THE REQUEST =>
List each line of the material that has the word "tree" in it.

DATA EXTRACT =>
• • •
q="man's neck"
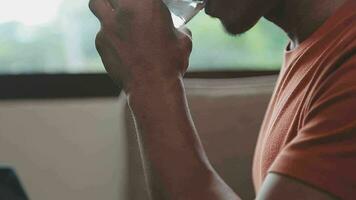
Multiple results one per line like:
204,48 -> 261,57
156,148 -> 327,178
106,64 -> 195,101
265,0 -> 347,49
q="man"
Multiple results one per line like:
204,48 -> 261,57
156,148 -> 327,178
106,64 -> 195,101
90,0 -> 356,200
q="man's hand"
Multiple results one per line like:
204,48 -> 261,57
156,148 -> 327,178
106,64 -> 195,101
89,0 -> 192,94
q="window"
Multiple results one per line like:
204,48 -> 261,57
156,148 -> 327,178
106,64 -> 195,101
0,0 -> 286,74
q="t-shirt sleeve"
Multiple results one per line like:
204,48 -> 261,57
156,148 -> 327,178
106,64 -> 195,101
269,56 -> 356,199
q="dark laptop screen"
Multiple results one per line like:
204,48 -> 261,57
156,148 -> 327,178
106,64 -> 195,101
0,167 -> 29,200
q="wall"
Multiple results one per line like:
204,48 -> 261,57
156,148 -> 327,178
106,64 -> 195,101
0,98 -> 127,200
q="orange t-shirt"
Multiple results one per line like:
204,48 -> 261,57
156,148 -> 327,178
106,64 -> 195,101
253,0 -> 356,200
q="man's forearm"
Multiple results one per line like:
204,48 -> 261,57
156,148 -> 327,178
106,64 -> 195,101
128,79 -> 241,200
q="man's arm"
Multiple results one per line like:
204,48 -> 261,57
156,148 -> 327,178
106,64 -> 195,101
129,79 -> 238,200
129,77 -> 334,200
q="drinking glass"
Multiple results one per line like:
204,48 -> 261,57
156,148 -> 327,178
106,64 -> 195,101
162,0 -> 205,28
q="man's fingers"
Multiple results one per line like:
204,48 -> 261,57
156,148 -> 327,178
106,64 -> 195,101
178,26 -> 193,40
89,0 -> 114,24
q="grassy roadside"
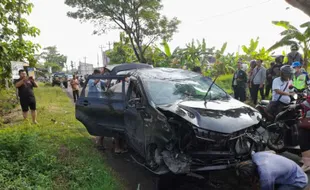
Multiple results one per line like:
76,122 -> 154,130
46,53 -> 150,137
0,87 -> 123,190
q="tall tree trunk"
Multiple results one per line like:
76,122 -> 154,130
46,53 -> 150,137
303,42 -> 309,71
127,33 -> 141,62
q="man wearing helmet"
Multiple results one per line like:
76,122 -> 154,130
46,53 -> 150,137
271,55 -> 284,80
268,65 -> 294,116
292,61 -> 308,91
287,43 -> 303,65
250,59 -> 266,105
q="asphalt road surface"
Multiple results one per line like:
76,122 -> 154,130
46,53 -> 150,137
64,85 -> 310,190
• • •
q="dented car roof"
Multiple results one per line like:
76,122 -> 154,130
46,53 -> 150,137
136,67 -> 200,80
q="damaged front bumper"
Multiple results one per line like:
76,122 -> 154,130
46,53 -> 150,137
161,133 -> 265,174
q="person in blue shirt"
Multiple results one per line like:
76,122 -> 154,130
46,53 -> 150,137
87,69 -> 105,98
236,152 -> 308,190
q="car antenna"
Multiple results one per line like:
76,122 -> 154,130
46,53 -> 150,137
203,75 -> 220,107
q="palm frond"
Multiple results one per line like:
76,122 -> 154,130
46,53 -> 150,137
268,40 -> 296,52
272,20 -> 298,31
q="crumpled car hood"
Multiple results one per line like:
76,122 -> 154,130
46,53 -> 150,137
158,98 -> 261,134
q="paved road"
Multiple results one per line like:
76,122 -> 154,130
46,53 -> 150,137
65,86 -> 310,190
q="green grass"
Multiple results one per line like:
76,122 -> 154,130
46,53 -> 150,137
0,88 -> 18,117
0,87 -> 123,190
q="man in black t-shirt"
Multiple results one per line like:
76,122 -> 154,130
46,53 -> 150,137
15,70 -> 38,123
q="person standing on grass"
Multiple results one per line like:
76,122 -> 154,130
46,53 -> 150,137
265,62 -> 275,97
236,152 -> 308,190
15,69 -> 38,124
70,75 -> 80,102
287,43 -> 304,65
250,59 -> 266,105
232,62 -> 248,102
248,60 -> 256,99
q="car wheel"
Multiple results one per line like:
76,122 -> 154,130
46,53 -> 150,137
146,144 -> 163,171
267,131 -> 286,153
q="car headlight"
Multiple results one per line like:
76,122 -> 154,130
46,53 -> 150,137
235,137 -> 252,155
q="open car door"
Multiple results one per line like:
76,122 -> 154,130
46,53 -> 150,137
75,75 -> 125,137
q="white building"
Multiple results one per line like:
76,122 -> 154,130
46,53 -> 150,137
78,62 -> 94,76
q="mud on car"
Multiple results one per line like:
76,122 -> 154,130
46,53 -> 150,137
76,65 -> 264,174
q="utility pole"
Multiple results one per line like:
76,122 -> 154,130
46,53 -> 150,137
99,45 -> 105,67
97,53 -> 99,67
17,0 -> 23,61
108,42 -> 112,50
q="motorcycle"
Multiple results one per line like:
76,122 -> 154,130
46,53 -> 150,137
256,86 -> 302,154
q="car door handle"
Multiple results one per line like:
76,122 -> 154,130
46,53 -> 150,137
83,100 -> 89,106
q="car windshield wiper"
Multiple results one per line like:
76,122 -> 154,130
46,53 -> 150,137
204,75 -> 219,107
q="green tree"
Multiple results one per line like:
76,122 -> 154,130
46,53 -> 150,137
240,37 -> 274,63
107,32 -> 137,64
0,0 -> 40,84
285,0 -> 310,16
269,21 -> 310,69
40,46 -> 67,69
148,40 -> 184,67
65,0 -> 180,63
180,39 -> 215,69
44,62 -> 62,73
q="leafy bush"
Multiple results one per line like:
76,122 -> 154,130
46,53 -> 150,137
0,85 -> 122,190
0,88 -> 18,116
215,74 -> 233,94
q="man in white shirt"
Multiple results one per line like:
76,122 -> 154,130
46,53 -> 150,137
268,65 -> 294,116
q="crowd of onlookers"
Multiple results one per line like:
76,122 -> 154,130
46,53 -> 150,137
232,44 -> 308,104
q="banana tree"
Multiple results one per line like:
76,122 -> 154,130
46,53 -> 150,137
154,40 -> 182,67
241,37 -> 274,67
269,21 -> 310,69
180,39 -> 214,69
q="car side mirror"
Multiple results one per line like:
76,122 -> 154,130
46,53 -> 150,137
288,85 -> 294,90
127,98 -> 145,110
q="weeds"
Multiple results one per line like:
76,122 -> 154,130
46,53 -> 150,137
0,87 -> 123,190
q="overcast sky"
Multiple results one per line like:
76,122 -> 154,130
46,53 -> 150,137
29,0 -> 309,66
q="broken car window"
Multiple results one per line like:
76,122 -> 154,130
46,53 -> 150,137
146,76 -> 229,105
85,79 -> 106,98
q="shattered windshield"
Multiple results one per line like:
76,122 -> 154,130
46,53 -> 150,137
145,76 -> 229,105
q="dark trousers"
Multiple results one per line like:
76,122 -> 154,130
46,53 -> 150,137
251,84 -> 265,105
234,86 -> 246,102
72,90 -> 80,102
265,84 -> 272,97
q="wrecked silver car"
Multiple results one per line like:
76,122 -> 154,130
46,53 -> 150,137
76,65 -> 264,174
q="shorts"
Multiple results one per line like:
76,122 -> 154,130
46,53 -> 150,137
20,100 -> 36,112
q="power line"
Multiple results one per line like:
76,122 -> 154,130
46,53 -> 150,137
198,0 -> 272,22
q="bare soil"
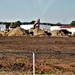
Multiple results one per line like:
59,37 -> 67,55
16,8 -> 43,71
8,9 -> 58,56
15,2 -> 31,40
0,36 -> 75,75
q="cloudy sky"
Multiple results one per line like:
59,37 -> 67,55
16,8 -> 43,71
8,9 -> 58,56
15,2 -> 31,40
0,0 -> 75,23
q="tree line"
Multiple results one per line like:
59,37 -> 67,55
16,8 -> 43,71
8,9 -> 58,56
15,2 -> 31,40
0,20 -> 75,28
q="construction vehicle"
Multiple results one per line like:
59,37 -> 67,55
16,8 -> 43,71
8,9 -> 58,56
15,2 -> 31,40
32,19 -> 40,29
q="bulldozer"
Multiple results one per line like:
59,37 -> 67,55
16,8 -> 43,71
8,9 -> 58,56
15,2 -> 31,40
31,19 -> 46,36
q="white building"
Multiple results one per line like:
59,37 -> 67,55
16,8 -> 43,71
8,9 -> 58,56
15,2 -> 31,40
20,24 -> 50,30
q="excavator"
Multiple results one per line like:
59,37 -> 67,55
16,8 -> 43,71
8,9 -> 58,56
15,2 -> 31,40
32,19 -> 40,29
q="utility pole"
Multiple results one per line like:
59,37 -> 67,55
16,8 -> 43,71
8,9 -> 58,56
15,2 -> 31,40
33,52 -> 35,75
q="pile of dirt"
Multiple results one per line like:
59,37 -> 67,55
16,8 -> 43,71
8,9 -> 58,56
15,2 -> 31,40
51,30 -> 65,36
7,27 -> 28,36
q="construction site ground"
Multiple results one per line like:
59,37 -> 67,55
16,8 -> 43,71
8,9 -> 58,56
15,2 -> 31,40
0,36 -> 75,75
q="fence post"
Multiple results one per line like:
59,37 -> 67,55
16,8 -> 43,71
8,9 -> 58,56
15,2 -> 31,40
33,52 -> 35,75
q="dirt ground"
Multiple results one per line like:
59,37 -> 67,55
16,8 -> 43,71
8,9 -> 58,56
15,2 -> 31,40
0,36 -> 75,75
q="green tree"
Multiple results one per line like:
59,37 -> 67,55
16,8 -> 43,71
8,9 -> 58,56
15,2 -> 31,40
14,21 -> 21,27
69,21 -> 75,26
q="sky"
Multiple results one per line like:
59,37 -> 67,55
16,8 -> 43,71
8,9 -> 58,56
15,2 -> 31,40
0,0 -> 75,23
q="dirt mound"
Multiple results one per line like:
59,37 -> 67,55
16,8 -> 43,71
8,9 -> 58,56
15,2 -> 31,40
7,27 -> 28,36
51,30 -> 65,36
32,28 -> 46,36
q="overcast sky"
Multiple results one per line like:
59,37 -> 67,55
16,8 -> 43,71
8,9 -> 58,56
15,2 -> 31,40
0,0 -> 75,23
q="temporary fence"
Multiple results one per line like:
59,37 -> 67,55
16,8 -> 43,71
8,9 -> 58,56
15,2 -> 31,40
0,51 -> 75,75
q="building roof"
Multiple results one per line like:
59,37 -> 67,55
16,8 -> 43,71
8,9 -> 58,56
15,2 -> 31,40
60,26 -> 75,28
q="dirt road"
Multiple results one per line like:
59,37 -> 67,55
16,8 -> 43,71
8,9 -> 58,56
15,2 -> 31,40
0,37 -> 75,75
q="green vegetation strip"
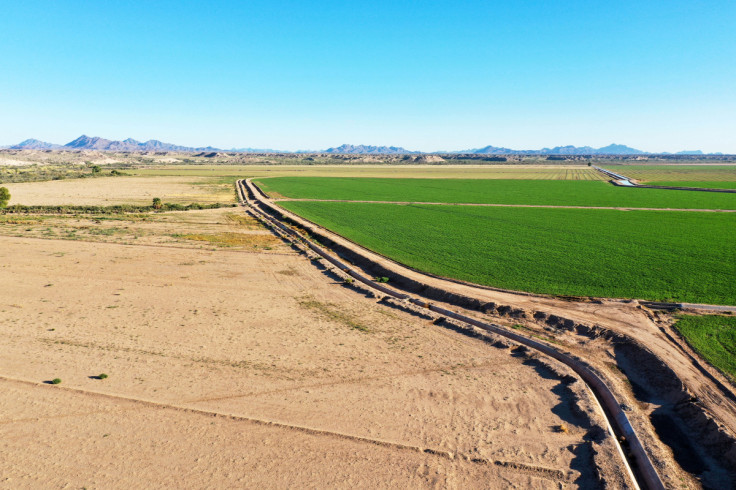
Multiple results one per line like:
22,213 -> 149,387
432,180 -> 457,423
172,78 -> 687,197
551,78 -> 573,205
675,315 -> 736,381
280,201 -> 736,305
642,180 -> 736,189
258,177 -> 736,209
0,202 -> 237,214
• • •
WRITTEN ANSWER =>
q="tall tree trunk"
q="green tree"
q="banana tree"
q="tree line"
q="green tree"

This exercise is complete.